▶ The task: What you return must be the lines of the data that hold the word "distant".

▶ Material for the task:
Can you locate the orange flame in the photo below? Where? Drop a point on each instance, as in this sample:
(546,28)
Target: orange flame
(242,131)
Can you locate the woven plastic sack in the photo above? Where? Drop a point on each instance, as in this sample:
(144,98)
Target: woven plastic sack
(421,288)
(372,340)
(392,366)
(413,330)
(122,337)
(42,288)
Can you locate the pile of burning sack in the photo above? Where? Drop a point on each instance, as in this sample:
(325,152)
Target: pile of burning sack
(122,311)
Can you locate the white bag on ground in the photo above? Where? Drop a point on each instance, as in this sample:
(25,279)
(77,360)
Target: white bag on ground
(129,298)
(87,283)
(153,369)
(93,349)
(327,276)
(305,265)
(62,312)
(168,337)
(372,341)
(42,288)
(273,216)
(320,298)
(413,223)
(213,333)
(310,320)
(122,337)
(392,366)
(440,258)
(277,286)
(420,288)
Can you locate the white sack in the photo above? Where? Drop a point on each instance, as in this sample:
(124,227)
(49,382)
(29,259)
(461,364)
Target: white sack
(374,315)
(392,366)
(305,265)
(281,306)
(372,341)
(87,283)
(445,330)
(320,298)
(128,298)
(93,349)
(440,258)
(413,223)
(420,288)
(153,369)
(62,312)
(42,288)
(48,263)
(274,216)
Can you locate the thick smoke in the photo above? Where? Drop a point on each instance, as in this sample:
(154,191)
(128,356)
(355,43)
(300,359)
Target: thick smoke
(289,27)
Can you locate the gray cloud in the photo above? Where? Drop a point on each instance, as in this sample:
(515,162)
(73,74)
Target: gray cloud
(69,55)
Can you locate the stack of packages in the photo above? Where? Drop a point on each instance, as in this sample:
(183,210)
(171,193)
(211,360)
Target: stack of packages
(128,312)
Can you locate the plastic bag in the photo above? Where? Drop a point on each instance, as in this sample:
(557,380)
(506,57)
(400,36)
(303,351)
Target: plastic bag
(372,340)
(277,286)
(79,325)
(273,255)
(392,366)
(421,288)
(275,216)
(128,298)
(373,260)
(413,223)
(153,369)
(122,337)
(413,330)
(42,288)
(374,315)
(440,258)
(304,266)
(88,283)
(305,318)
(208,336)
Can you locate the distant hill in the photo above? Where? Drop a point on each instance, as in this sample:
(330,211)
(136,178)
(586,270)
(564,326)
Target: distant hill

▶ Solved problem:
Can you locate the distant hill in the photo above? Where? Drop a point on each instance, as in this sample:
Target: distant hill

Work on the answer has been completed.